● **Written task A**
Identify every line of the records that contains the word "instance", and copy each of those lines.

+++ Text excerpt

Golf, one of the most — if not the most — diverse games in the world!
Played on every continent, and in most countries around the world, the game of golf has almost no boundaries.
No matter of your age, physical ability, mental capacity or status within society, the game of golf offers and affords opportunity for all who wish challenge themselves on the links.
At one time, the word ‘Golf’ was synonymous with elitism! Only the very wealthy, those that had status within society, had the opportunity to play.
Equipment was expensive, locations limited, there were very few public golf courses, and rather you had to belong to a country club to be able to book a tee time or play a round of golf.
Evolution of golf has come full circle over the years.
The game has grown, popularity has increased, and the availability of courses and cost to play is affordable for all. The opportunity for all audiences and demographic ranges to take up the game is out there.
Having said this, taking up the game is still intimidating for many. The game of golf is entrenched in tradition and has been built around many basic rules and regulations.
These are called etiquette. Golf course etiquette is the foundation that the game of golf is built around. Best described is the way we conduct ourselves on the golf course.
Although there are many rules of etiquette, and possibly too many to write about in this article, one of the most important and therefore intimidating for many new golfers is speed of play.
Speed of play is simply defined as the amount of time allocated to reasonably play a round of golf.
A round of golf is determined by whether you are on a nine- or 18-hole golf course. This is of course is determined by the difficulty of the course you are playing, but a reasonable amount of time to play golf for nine holes is two hours and for 18 holes is four hours.
Golf course staff monitors play by a few different methods, but the most common method to monitor speed of play is to employ a course marshal. The job of the golf course marshal is to drive around the course to ensure each and every group is in position. A group is in position if they are within a half hole of the group in front of them.
It is my opinion that marshals have the most difficult job on the golf course. Their primary role is one of conflict as they only seem to approach a group when that group is out of position and needs to speed up. This in some cases can cause conflict and create hostilities, therefore making your golfing experience less enjoyable.
In the next few paragraphs, I shall give a few tips on how to keep up with the speed of play. Some of these tips include the appropriate number of practice swings, where to leave your equipment around the green, and walking and talking.
First of all, the best solution to increasing your speed of play is to walk faster. I find that players have a tendency to walk at a slow pace while they are out playing with friends. Their main focus is on the social aspect of the day and the speed at which they are walking can be slower than what is required to keep up with the group in front of them.
I understand that in many cases that golf is the excuse, but the main reason some are on the course is to enjoy the company of friends.
The social aspect of the game is undeniable, but can still be enjoyed while walking quickly and directly to your ball.
The next step is to be prepared when it is your turn to hit the ball. I find that many golfers spend too much time waiting and watching their playing partners hit their shot when they can be preparing for their turn to hit.
This preparation is needed to correctly choose the golf club needed to hit the ball towards your target.

++++++
+++ Excerpted data

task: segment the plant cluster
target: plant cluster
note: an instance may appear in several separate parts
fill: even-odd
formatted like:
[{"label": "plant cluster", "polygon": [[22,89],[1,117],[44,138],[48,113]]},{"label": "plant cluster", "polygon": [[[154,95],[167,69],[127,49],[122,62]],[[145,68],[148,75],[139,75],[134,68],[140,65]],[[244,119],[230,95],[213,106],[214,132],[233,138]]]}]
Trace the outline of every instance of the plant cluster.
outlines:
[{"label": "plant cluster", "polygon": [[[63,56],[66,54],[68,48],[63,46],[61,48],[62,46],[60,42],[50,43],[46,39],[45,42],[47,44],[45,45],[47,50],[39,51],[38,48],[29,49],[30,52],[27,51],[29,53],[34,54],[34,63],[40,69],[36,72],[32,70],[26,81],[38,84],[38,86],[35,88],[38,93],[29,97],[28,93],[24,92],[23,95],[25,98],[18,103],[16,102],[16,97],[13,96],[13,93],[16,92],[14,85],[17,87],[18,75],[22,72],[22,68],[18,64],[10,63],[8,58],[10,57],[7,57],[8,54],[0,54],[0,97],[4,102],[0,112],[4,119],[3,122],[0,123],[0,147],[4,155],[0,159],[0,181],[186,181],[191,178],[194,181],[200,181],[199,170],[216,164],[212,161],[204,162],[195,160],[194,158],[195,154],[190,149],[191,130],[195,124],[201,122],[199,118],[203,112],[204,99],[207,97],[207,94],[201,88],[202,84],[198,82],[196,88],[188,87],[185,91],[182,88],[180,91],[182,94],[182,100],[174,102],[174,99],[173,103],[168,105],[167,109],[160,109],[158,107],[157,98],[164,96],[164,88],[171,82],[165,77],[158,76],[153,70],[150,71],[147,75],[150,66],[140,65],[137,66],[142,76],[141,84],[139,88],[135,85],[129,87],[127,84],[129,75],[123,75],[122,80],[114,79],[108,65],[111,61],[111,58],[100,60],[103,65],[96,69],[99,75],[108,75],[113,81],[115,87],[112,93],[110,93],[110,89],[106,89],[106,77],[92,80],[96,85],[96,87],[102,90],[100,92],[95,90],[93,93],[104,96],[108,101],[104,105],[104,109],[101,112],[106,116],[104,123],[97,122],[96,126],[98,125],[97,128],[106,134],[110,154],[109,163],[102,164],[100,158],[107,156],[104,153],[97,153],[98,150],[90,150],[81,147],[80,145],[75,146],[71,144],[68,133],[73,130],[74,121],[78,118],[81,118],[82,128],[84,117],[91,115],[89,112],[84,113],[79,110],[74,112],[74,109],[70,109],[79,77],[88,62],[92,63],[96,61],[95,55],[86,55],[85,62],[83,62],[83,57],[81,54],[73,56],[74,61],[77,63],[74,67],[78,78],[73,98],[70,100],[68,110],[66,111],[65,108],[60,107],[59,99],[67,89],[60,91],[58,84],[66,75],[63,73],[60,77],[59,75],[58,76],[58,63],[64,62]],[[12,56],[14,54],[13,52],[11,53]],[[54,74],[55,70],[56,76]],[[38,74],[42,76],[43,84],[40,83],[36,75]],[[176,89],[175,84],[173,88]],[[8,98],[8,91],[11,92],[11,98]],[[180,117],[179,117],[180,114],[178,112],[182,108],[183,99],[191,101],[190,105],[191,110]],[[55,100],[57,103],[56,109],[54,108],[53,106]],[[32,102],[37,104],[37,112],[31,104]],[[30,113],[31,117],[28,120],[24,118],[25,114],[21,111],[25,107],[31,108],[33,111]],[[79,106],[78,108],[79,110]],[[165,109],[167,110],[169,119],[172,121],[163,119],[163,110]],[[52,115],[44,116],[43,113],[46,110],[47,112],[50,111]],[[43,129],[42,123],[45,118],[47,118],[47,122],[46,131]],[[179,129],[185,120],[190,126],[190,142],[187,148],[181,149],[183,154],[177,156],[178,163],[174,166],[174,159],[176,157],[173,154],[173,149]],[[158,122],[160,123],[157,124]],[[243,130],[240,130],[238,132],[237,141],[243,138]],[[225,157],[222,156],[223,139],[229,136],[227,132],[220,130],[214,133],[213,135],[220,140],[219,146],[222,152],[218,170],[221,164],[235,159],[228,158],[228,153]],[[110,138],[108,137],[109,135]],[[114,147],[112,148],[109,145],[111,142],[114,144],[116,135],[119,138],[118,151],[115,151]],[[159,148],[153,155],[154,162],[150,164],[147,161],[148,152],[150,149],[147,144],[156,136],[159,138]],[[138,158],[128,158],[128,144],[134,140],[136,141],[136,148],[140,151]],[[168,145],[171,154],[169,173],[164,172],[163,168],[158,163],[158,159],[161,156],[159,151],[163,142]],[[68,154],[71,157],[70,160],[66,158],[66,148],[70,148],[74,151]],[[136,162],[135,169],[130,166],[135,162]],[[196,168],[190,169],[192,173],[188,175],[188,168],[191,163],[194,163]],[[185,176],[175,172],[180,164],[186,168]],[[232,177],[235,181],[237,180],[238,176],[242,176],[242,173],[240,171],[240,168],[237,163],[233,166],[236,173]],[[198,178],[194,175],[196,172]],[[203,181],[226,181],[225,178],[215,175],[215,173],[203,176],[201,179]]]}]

++++++

● **Written task B**
According to the text on golf etiquette, when is a group considered to be in position?

● **Full response A**
note: an instance may appear in several separate parts
Trace the outline of every instance of the plant cluster.

● **Full response B**
A group is in position when it is within a half hole of the group in front of it.